---------- Records supplied

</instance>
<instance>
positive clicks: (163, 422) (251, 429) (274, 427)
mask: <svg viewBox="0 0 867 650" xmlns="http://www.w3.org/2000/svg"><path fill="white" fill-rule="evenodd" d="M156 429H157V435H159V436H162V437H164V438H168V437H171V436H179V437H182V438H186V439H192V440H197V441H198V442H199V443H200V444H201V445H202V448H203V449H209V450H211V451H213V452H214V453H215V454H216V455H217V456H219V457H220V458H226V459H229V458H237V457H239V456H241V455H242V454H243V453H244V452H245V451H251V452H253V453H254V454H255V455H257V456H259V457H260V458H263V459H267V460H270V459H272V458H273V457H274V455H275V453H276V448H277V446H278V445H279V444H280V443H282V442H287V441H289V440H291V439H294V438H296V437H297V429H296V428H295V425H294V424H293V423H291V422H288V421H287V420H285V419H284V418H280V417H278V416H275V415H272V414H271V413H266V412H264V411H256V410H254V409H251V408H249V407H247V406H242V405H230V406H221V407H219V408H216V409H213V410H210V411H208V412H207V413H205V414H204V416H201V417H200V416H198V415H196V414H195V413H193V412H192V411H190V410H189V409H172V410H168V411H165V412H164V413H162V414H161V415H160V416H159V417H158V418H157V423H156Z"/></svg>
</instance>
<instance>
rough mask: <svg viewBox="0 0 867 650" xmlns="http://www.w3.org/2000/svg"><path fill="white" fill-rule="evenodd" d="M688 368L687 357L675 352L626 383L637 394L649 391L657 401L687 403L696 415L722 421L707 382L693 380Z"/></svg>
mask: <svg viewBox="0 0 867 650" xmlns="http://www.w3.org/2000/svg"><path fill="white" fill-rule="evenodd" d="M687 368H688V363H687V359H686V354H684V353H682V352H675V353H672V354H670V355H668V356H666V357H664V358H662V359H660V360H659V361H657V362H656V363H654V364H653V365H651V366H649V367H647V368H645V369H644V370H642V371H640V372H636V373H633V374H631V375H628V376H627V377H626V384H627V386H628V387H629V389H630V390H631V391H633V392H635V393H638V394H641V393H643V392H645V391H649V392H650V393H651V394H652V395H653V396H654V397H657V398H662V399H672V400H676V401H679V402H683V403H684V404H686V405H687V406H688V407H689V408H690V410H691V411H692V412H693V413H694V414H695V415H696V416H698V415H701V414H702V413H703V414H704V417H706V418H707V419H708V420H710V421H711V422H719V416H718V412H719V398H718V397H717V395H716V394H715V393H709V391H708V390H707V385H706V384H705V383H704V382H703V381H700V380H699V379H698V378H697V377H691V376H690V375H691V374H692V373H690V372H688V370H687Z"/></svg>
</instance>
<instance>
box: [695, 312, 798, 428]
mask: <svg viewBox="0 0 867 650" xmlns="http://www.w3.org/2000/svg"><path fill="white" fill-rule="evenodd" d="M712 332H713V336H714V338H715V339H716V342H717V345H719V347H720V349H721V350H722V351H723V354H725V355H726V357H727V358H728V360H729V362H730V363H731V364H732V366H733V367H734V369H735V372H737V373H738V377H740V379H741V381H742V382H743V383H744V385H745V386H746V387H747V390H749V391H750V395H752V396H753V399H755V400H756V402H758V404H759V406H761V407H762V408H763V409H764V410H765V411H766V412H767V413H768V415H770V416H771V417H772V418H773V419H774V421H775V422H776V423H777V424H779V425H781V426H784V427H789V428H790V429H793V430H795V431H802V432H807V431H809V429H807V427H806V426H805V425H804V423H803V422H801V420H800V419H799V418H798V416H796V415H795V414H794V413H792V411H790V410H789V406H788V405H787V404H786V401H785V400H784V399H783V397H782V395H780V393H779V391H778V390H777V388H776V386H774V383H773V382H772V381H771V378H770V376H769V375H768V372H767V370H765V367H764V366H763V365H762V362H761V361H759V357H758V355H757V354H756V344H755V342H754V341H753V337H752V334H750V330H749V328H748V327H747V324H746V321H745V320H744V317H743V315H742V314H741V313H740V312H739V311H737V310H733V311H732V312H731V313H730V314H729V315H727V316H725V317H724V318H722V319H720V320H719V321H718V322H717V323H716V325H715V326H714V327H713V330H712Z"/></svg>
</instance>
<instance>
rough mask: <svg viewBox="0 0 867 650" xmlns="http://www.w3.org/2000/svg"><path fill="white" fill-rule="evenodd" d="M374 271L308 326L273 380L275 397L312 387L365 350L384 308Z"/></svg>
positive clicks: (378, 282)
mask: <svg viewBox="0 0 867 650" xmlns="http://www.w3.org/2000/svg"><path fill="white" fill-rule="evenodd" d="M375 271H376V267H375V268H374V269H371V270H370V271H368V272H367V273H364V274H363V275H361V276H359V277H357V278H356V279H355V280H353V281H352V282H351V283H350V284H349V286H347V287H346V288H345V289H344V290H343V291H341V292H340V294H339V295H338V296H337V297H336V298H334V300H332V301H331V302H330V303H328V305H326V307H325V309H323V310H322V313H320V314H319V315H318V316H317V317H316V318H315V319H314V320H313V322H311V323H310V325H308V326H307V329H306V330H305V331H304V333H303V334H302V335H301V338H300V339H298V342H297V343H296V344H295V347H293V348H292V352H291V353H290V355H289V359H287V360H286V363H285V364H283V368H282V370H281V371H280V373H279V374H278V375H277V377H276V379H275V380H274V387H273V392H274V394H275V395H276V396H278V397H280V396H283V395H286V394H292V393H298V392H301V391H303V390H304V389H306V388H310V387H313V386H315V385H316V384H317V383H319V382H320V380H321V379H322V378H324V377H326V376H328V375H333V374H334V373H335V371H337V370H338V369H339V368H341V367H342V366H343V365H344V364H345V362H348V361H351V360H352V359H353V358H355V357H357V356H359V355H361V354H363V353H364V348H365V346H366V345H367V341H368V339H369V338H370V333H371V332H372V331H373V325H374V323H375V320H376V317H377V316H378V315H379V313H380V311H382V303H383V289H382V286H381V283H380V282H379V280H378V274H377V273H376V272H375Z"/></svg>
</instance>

--------------------

■ **What is needed**
Repeat each of the entries above precisely as given.

■ **Task result**
</instance>
<instance>
positive clicks: (163, 422) (251, 429) (274, 427)
mask: <svg viewBox="0 0 867 650" xmlns="http://www.w3.org/2000/svg"><path fill="white" fill-rule="evenodd" d="M156 429H157V435H159V436H162V437H164V438H168V437H171V436H179V437H182V438H186V439H192V440H197V441H198V442H199V443H200V444H201V445H202V448H203V449H209V450H211V451H213V452H214V453H215V454H216V455H217V456H219V457H220V458H226V459H229V458H237V457H239V456H241V455H242V454H243V453H244V452H245V451H251V452H253V453H254V454H255V455H257V456H259V457H260V458H263V459H267V460H270V459H272V458H273V457H274V455H275V453H276V448H277V446H278V445H279V444H280V443H282V442H287V441H289V440H291V439H294V438H296V437H297V429H296V428H295V425H294V424H293V423H291V422H288V421H287V420H285V419H284V418H280V417H278V416H275V415H272V414H271V413H266V412H264V411H256V410H254V409H251V408H249V407H247V406H242V405H230V406H221V407H219V408H216V409H213V410H210V411H208V412H207V413H205V414H204V416H201V417H200V416H198V415H196V414H195V413H193V412H192V411H190V410H189V409H172V410H168V411H165V412H164V413H162V414H161V415H160V416H159V417H158V418H157V423H156Z"/></svg>
</instance>
<instance>
rough mask: <svg viewBox="0 0 867 650" xmlns="http://www.w3.org/2000/svg"><path fill="white" fill-rule="evenodd" d="M688 368L687 357L675 352L626 383L637 394L649 391L657 401L687 403L696 415L722 421L707 382L693 380Z"/></svg>
mask: <svg viewBox="0 0 867 650" xmlns="http://www.w3.org/2000/svg"><path fill="white" fill-rule="evenodd" d="M687 368H688V363H687V359H686V354H684V353H682V352H675V353H672V354H670V355H668V356H666V357H664V358H662V359H660V360H659V361H657V362H656V363H654V364H653V365H651V366H649V367H647V368H645V369H644V370H642V371H640V372H636V373H633V374H631V375H628V376H627V377H626V384H627V386H628V387H629V389H630V390H631V391H633V392H635V393H638V394H641V393H643V392H645V391H649V392H650V393H651V394H652V395H653V396H654V397H657V398H662V399H672V400H676V401H679V402H683V403H684V404H686V405H687V406H688V407H689V408H690V410H691V411H692V412H693V413H694V414H695V415H696V416H698V415H701V414H702V413H703V414H704V417H706V418H707V419H708V420H710V421H711V422H719V416H718V412H719V398H718V397H717V395H716V394H715V393H709V391H708V390H707V385H706V384H705V383H704V382H703V381H700V380H699V379H698V378H697V377H691V376H690V375H691V374H692V373H690V372H688V370H687Z"/></svg>
</instance>
<instance>
box: [695, 312, 798, 428]
mask: <svg viewBox="0 0 867 650" xmlns="http://www.w3.org/2000/svg"><path fill="white" fill-rule="evenodd" d="M712 332H713V336H714V338H715V339H716V342H717V345H719V347H720V349H721V350H722V351H723V354H725V355H726V357H727V358H728V360H729V362H730V363H731V364H732V366H733V367H734V369H735V372H737V373H738V377H740V379H741V381H742V382H743V383H744V385H745V386H746V387H747V390H749V391H750V395H752V396H753V399H755V400H756V402H758V404H759V406H761V407H762V408H763V409H764V410H765V411H766V412H767V413H768V415H770V416H771V417H772V418H773V419H774V421H775V422H776V423H777V424H779V425H781V426H784V427H789V428H790V429H793V430H795V431H802V432H807V431H809V429H807V427H806V426H805V425H804V423H803V422H801V420H800V419H799V418H798V416H796V415H795V414H794V413H792V411H790V410H789V406H788V405H787V404H786V401H785V400H784V399H783V397H782V395H780V393H779V391H778V390H777V388H776V386H774V383H773V382H772V381H771V378H770V376H769V375H768V372H767V370H765V367H764V366H763V365H762V362H761V361H759V357H758V355H757V354H756V344H755V342H754V341H753V337H752V334H750V330H749V328H748V327H747V324H746V321H745V320H744V317H743V315H742V314H741V313H740V312H739V311H737V310H733V311H732V312H731V313H730V314H729V315H727V316H725V317H724V318H722V319H720V320H719V321H718V322H717V323H716V325H715V326H714V327H713V330H712Z"/></svg>
</instance>
<instance>
rough mask: <svg viewBox="0 0 867 650" xmlns="http://www.w3.org/2000/svg"><path fill="white" fill-rule="evenodd" d="M374 271L308 326L273 380L275 397L312 387L365 350L384 308Z"/></svg>
positive clicks: (378, 282)
mask: <svg viewBox="0 0 867 650" xmlns="http://www.w3.org/2000/svg"><path fill="white" fill-rule="evenodd" d="M375 271H376V267H375V268H374V269H371V270H370V271H368V272H367V273H364V274H363V275H361V276H359V277H357V278H356V279H355V280H353V281H352V282H351V283H350V284H349V286H347V287H346V288H345V289H344V290H343V291H341V292H340V294H339V295H338V296H337V297H336V298H334V300H332V301H331V302H330V303H328V305H326V307H325V309H323V310H322V313H320V314H319V315H318V316H317V317H316V318H315V319H314V320H313V322H311V323H310V325H308V326H307V329H306V330H305V331H304V333H303V334H302V335H301V338H300V339H298V342H297V343H296V344H295V347H293V348H292V352H291V353H290V355H289V359H287V360H286V363H285V364H283V368H282V370H281V371H280V373H279V374H278V375H277V377H276V379H275V380H274V387H273V392H274V394H275V395H276V396H278V397H280V396H283V395H286V394H292V393H298V392H301V391H303V390H304V389H306V388H310V387H313V386H315V385H316V384H317V383H319V382H320V380H321V379H322V378H324V377H326V376H328V375H333V374H334V373H335V371H337V370H338V369H339V368H341V367H342V366H343V365H344V364H345V362H348V361H351V360H352V359H353V358H355V357H357V356H359V355H361V354H363V353H364V348H365V346H366V345H367V341H368V339H369V338H370V333H371V332H372V331H373V325H374V323H375V320H376V317H377V316H378V315H379V313H380V311H382V303H383V289H382V286H381V283H380V282H379V280H378V274H377V273H376V272H375Z"/></svg>
</instance>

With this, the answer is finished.